**Document extract**
Madrid is not an especially monumental city, nor is it crisscrossed by wide avenues. Instead, its value lies in its streets, which teem with life, and its bars, which become places of pilgrimage for residents and visitors alike. Nobody who goes for a walk in Madrid can fail to drop into a Madrid bar for a vermouth, a beer or a glass of wine. It is part of the daily ritual that locals and tourists alike seem to adopt as second nature - almost without noticing.
One could easily tell the story of Madrid through its countless bars. In fact, someone has. Madrid en 20 barras (Madrid in 20 bar counters), which has just gone on sale in bookstores and online (http://www.madriden20barras.com/), is published by a small Madrid outfit called Armero Ediciones, with a foreword by renowned food buff, the actor Juan Echanove, and a poetic epilogue by author Luis Alberto de Cuenca. In the book, seven food and drink enthusiasts share their favorite spots for wining and dining in the capital, drawing up a pocket-size guide that is practically a love song to the city and its gastronomy.
Behind each place, there is someone who makes it special and unique
"I opted for the ones that preserve the essence of what taverns used to be"

**Complete the following**
1 > According to the article on Madrid's bars, who wrote the foreword to Madrid en 20 barras?
2 > Decide whether each statement agrees with the article on Madrid's bars, answering yes or no and quoting the words of the article that settle it: (a) Madrid en 20 barras is published by Armero Ediciones. (b) Ten food and drink enthusiasts share their favorite spots in the book. (c) Madrid is crisscrossed by wide avenues.
The records that follow have no connection to the article on Madrid's bars.

**The data**
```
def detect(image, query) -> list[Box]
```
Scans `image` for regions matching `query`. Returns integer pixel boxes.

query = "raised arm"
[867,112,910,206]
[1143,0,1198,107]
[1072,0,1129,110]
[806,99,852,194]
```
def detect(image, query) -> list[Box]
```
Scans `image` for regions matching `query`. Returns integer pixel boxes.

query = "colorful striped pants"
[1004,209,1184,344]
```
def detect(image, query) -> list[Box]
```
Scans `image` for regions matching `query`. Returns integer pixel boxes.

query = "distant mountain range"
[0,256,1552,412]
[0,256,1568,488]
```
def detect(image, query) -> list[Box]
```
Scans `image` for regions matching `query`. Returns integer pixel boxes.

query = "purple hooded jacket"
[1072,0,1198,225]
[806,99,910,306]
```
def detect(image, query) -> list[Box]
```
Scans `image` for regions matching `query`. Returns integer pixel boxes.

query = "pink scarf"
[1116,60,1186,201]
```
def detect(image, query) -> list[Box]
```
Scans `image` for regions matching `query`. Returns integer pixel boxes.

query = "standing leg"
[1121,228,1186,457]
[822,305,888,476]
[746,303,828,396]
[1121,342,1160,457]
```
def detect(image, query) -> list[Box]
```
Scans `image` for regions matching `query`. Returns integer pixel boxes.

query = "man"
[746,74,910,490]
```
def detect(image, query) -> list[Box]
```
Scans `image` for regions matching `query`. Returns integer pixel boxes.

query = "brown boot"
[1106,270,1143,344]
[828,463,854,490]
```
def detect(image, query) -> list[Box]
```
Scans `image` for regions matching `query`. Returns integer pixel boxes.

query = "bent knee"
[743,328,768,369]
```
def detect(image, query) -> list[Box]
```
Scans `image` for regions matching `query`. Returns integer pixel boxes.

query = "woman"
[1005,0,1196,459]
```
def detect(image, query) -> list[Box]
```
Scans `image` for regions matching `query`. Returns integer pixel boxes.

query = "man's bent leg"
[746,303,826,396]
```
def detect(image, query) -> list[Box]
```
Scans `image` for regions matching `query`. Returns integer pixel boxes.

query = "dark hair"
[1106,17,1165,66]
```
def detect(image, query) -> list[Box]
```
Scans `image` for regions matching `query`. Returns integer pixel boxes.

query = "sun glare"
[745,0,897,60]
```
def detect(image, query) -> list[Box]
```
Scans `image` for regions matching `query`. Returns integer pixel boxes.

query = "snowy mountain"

**Answers per task**
1 > The actor Juan Echanove wrote the foreword.

2 >
(a) Yes: "is published by a small Madrid outfit called Armero Ediciones"
(b) No: "seven food and drink enthusiasts share their favorite spots for wining and dining in the capital"
(c) No: "nor is it crisscrossed by wide avenues"